• WRITTEN INSTRUCTION 1:
According to the post on the Druids, around what year was Julius Caesar's Commentarii de Bello Gallico published?
• WRITTEN INSTRUCTION 2:
Carry the post on the Druids forward, starting after its last sentence.

• SELECTED EXCERPT:
>>>>>

Tuesday, January 10, 2012

Be My Druidess

Hurry, hurry, hurry, before I go insane.
I can’t control my fingers, I can’t control my brain.
Oh no, oh, oh, no, oh.
--I Wanna Be Sedated, The Ramones
I know it's not Sunday, but I've been in a time warp lately so posting a mythbuster completely slipped my mind.  So without further ado, let's welcome those guys who put cloaks back on the fashion radar.

The Druids are possibly one of the most mysterious cultures discussed in literature and folklore--a feat they have achieved without having kept a single written record of their society. 
They were thought to be descended from the ancient Celts, who had a written language but rarely used it.  The story of the Druids has been entirely spread through word of mouth and from the pens of the Greek and Roman authors who encountered them during the spread of the Roman Empire.  Given the two groups were often at war, the accounts may be a bit biased.  By the 5th century, the Druids had been forced to assimilate, although some may have gone underground, cloaking themselves forever in mystery.
Irish myths have served to propagate the secretive, cloak and dagger aesthetic, linking the Druids with magic and the supernatural.  They believed the Druids were sorcerers committed to protecting the progeny of the goddess Dana--the Tuatha de Danann.  The Tuatha de Danann are also linked to Fae mythology.  The Druids may have been flesh and blood, but they had friends in high places.     
The first written description of the Druids is in Julius Caesar’s Commentarii de Bello Gallico, published around 40 B.C.  He noted that Druids were one of two respected classes in Celtic society, functioning as judges, philosophers, and teachers.  He claimed they performed rituals, including human sacrifice, and believed in reincarnation.  Caesar’s version has been criticized for inaccuracies.  Some historians believe his image of the Druids may reflect his own desires to justify his conquest wars by creating a barbaric people deserving conquest, but capable of being reformed and assimilated into society for better purpose.  Often in Roman literature, the Druids are referred to as the “barbaric philosophers.”
Romans vs. Druids, from rodneyanonymous.com
There were three main Druidic groups, although all Druids were trained in each of the skills of these subsets.  The druidae/druidh were essentially priests and judges, knowledgeable in ritual and alchemy.  The ovates/filidhs were seers and soothsayers, skilled in divination.  The bards/bardi were poets, teachers and singers.

<<<<<

Labeling and segmentation records
>>>>>

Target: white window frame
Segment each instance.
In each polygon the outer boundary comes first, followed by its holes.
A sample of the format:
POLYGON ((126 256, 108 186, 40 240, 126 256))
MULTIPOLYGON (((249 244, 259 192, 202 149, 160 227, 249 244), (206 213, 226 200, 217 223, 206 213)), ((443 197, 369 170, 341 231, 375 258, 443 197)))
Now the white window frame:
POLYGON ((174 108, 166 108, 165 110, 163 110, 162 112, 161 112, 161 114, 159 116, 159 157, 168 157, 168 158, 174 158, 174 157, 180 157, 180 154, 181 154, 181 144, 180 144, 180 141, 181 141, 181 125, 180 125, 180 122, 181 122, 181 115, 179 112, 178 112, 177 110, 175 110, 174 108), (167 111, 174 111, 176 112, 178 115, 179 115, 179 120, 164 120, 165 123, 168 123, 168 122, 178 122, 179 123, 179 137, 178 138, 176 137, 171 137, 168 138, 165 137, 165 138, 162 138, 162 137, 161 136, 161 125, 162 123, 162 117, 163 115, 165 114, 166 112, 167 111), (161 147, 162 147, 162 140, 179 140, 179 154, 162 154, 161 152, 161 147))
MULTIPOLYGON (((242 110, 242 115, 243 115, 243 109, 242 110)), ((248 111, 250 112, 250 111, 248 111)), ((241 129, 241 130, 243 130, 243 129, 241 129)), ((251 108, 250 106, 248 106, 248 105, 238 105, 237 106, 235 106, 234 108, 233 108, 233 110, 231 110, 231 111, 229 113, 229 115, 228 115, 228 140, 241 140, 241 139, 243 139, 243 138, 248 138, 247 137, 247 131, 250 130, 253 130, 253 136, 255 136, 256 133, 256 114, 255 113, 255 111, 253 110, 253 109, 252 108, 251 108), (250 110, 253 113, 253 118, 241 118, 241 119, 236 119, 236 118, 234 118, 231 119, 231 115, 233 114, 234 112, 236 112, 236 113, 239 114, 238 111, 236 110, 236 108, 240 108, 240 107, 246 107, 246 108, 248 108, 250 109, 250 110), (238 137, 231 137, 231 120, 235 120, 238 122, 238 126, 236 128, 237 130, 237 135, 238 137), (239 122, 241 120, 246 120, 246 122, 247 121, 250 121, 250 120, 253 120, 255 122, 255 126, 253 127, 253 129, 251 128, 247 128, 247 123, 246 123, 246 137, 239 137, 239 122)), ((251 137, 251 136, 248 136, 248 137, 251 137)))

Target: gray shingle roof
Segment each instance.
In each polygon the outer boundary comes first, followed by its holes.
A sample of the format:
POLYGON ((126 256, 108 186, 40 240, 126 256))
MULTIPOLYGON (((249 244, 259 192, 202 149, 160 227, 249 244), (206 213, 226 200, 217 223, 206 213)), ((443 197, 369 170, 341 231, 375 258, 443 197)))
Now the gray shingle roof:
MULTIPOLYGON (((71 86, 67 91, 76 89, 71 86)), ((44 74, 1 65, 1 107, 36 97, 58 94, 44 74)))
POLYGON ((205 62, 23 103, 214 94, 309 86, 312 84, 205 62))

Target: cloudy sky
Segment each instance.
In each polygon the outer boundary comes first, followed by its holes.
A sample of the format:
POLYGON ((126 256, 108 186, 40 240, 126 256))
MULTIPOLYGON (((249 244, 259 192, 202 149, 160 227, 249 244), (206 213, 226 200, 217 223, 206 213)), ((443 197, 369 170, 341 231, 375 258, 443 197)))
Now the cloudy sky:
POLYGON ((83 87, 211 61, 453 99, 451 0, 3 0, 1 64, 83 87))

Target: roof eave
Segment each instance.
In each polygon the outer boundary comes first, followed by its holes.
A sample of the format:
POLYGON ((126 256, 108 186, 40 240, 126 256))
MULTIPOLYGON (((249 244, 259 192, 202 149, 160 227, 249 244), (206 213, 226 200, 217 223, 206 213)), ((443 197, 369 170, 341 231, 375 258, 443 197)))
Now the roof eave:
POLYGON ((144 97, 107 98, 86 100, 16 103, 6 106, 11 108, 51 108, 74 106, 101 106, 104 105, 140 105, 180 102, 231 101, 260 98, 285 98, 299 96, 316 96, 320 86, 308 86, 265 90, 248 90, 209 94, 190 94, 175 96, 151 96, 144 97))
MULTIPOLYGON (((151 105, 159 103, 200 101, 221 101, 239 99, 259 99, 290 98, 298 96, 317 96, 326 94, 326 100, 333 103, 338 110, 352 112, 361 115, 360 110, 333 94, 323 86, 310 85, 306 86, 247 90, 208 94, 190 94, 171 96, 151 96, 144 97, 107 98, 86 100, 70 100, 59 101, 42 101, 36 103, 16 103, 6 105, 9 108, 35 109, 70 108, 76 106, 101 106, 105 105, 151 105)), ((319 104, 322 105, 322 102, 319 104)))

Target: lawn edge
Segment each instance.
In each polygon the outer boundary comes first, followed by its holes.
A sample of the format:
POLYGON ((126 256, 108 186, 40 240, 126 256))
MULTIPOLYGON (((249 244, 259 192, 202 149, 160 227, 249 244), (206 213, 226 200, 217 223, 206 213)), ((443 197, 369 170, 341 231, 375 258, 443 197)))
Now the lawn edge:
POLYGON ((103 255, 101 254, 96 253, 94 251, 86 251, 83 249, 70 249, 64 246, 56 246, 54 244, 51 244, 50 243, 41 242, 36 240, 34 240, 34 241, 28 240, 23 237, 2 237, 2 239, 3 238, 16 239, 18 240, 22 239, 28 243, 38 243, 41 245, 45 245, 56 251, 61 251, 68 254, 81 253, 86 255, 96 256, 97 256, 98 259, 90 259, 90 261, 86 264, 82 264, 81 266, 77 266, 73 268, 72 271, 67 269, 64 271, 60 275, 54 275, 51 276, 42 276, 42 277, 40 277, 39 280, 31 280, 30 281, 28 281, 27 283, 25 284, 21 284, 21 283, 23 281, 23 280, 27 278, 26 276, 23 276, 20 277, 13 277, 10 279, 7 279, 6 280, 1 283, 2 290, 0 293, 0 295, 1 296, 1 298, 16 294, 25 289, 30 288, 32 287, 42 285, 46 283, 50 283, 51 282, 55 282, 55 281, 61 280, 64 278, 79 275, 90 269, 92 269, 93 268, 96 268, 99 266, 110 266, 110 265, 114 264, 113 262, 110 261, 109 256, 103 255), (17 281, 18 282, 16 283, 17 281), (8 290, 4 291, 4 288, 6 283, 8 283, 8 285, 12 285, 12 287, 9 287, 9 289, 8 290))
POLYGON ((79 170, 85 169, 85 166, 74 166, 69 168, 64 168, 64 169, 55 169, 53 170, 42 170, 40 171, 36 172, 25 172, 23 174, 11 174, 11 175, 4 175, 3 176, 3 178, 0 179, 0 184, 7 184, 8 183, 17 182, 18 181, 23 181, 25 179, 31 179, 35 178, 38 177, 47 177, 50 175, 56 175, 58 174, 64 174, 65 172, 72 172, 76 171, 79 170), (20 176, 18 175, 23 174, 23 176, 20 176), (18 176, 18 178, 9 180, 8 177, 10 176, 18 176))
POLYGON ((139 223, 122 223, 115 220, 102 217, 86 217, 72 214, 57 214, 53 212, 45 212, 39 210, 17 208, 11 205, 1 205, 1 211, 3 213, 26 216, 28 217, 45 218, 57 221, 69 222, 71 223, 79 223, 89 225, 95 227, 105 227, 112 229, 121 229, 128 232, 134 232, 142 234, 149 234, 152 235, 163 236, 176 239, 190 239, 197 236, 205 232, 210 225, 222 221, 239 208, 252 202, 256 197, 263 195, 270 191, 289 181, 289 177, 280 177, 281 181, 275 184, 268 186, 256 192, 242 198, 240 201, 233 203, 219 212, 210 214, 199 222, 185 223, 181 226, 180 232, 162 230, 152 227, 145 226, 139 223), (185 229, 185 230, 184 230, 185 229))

<<<<<

• EXPECTED OUTPUT 1:
Around 40 B.C.

• EXPECTED OUTPUT 2:
The life of a Druid, although they were reputed to be revered as holy men and exempt from taxes and military service, was not an easy one.  The schooling often took up to twenty years, as it was all passed down word to mouth and then bound to memory.  There was an individual hierarchy within the Druids as well.  Although Druids are commonly equated with being priests of the Celts, some historians believe that they operated not as a mediator between man and the Gods, but as shamans guiding and directing ritual.  Since the Druids were a polytheistic society and there were upwards of 300 Celtic Gods, no doubt their calendars were busy.
In Druidic beliefs, science and religion were both sacred, seen as a gift from the Gods.  The effort to learn about the universe is, in essence, worship.  Science was seen as intellectual and rational, but also intuitive and magical.  Man could commune with the Gods via logic or fantasy.
One of the most important parts of Druidism is the belief that that soul does not die, but is passed into another form--i.e. reincarnation.  According to some religious scholars, there are different levels of being for the Druids.  As a person acquires knowledge in each, they move on to a higher realm.  After a human death, Druids went to an afterlife in the Otherworld.  There they continued to move to higher planes of being until they reached “The Source”.  Once attaining this level--and connecting with the highest realm--their soul was reborn into a new person.  So strong was the belief in reincarnation that those who followed the Druidic way would go into battle fearless, knowing that their soul would remain unscathed.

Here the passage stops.